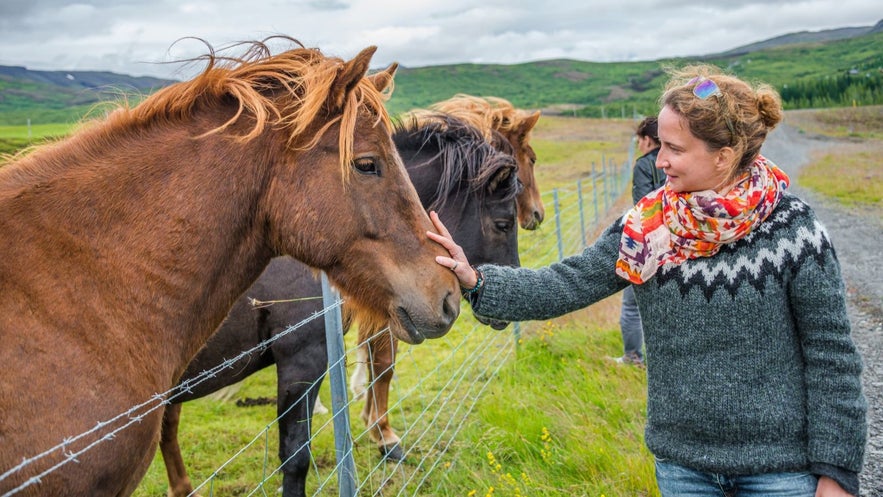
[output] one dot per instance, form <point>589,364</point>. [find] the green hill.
<point>825,69</point>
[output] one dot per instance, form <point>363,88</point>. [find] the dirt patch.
<point>856,233</point>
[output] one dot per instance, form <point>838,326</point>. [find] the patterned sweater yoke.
<point>751,367</point>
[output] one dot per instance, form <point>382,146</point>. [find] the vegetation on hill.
<point>831,73</point>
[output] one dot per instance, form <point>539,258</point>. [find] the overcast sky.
<point>132,36</point>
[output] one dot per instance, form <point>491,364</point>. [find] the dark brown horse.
<point>472,187</point>
<point>125,246</point>
<point>490,114</point>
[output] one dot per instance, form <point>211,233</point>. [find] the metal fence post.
<point>343,439</point>
<point>558,225</point>
<point>595,192</point>
<point>582,217</point>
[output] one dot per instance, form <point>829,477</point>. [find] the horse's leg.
<point>179,482</point>
<point>297,374</point>
<point>381,352</point>
<point>359,378</point>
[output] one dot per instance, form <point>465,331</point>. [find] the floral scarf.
<point>668,227</point>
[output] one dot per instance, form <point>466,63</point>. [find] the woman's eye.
<point>366,165</point>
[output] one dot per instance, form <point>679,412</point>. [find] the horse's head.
<point>517,131</point>
<point>496,117</point>
<point>341,201</point>
<point>471,184</point>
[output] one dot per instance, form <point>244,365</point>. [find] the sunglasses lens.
<point>706,89</point>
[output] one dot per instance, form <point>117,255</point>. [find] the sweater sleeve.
<point>522,294</point>
<point>836,407</point>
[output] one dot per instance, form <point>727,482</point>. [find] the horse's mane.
<point>464,153</point>
<point>488,114</point>
<point>287,91</point>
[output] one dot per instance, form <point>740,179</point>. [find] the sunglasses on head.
<point>704,87</point>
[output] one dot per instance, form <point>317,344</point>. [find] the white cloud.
<point>130,36</point>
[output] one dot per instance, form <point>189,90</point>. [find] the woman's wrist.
<point>479,282</point>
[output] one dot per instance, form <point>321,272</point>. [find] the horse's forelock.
<point>465,154</point>
<point>288,90</point>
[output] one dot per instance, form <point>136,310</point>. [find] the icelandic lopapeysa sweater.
<point>750,364</point>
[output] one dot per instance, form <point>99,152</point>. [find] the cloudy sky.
<point>135,36</point>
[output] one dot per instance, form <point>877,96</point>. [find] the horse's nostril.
<point>450,308</point>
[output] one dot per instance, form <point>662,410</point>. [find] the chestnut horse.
<point>125,246</point>
<point>472,187</point>
<point>490,114</point>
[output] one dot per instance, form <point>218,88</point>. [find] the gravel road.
<point>857,235</point>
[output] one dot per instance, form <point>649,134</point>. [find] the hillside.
<point>593,89</point>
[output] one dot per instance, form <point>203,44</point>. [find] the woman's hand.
<point>457,262</point>
<point>829,488</point>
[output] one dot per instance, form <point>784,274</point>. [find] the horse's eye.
<point>366,165</point>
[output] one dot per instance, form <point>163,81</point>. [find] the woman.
<point>753,379</point>
<point>646,178</point>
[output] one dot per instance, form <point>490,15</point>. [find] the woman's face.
<point>685,159</point>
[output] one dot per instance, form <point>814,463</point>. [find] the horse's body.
<point>125,246</point>
<point>494,114</point>
<point>456,173</point>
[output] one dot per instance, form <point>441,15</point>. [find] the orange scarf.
<point>668,227</point>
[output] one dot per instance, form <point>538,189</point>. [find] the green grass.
<point>16,138</point>
<point>558,419</point>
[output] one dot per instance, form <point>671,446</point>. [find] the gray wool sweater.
<point>750,365</point>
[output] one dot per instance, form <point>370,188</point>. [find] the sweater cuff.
<point>845,478</point>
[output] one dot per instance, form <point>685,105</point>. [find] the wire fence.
<point>436,385</point>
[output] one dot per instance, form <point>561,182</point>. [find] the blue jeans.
<point>679,481</point>
<point>630,324</point>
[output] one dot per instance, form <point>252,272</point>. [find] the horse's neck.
<point>155,236</point>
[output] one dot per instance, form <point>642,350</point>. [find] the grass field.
<point>851,171</point>
<point>559,417</point>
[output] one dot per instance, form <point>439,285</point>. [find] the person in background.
<point>753,380</point>
<point>645,179</point>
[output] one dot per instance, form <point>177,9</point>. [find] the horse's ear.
<point>349,76</point>
<point>501,177</point>
<point>528,123</point>
<point>383,79</point>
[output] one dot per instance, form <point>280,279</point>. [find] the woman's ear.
<point>726,160</point>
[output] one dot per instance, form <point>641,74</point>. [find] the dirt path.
<point>857,235</point>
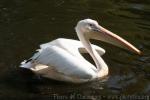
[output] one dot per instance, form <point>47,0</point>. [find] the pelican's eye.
<point>91,25</point>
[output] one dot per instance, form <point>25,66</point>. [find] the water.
<point>26,24</point>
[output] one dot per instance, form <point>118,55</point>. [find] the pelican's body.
<point>61,59</point>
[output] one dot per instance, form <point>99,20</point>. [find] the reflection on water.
<point>26,24</point>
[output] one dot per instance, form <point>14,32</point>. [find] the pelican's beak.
<point>100,33</point>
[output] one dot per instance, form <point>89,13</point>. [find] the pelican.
<point>61,59</point>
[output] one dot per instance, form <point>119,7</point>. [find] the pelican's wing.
<point>57,59</point>
<point>74,47</point>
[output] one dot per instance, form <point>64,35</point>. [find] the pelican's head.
<point>90,29</point>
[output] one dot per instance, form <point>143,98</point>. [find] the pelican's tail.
<point>26,64</point>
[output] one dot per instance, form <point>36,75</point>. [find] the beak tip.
<point>139,52</point>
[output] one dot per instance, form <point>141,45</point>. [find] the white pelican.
<point>61,59</point>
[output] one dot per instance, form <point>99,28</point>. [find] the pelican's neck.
<point>100,64</point>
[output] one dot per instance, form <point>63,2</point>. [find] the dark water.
<point>24,24</point>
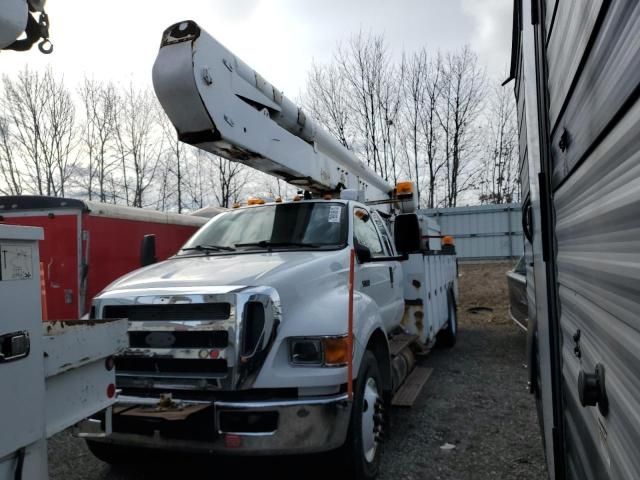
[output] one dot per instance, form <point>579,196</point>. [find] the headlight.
<point>319,351</point>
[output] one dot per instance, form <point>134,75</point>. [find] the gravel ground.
<point>475,400</point>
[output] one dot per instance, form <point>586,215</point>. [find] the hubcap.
<point>371,420</point>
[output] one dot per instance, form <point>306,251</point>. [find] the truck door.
<point>21,366</point>
<point>379,280</point>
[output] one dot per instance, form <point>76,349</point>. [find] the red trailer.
<point>87,244</point>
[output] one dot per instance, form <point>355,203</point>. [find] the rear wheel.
<point>447,337</point>
<point>361,451</point>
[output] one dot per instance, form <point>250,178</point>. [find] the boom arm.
<point>221,105</point>
<point>18,17</point>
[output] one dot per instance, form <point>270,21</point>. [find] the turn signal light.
<point>109,363</point>
<point>111,390</point>
<point>336,351</point>
<point>404,188</point>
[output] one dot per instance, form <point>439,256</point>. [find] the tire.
<point>362,450</point>
<point>446,338</point>
<point>114,454</point>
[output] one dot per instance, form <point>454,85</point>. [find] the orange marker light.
<point>336,351</point>
<point>404,188</point>
<point>448,240</point>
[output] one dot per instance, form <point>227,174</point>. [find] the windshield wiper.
<point>268,244</point>
<point>209,248</point>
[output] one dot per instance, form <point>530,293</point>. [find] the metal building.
<point>484,232</point>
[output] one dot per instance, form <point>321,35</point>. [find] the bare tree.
<point>176,158</point>
<point>414,89</point>
<point>139,144</point>
<point>499,182</point>
<point>100,102</point>
<point>462,95</point>
<point>9,169</point>
<point>326,100</point>
<point>430,127</point>
<point>228,180</point>
<point>42,116</point>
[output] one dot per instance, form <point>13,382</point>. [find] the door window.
<point>366,233</point>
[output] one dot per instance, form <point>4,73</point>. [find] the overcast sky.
<point>118,39</point>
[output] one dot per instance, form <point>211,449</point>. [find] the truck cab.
<point>246,329</point>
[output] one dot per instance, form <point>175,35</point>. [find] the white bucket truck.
<point>283,327</point>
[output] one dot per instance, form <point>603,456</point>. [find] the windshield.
<point>286,225</point>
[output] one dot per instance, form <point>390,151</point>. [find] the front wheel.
<point>361,451</point>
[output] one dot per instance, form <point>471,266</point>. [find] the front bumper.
<point>307,425</point>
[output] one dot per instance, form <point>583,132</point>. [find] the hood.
<point>274,269</point>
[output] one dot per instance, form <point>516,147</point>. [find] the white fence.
<point>485,232</point>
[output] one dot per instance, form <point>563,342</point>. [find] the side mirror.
<point>148,250</point>
<point>362,252</point>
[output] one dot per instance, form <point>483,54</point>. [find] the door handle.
<point>14,346</point>
<point>591,389</point>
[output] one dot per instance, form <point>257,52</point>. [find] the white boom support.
<point>221,105</point>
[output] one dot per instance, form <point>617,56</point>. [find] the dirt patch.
<point>484,286</point>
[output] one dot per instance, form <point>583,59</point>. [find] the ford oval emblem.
<point>160,339</point>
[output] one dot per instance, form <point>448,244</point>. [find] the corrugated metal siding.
<point>483,232</point>
<point>598,238</point>
<point>598,235</point>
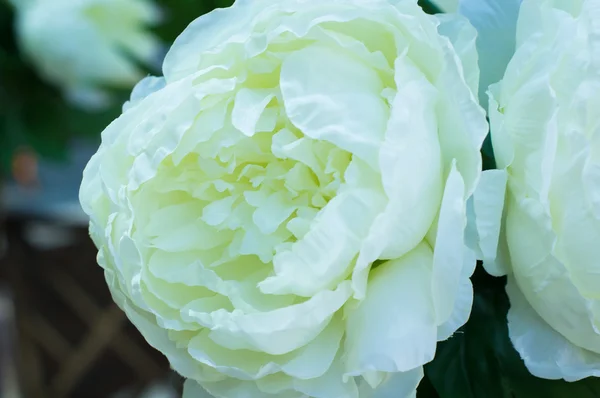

● **SET EXERCISE**
Format everything above, from the start of the rows down to the line containing "<point>856,233</point>", as a two-column CSV with the headers instruction and response. Write one CSV line for each row, putting its text and its answer each in a single quoted field with line breaks replaced by spaces, and leave the pictures out.

● **WRITTEN RESPONSE**
instruction,response
"[output] one dot per instance, form <point>589,364</point>. [find] the green hill.","<point>825,69</point>"
"[output] one dot per instance, form <point>363,88</point>. [find] the dirt patch.","<point>856,233</point>"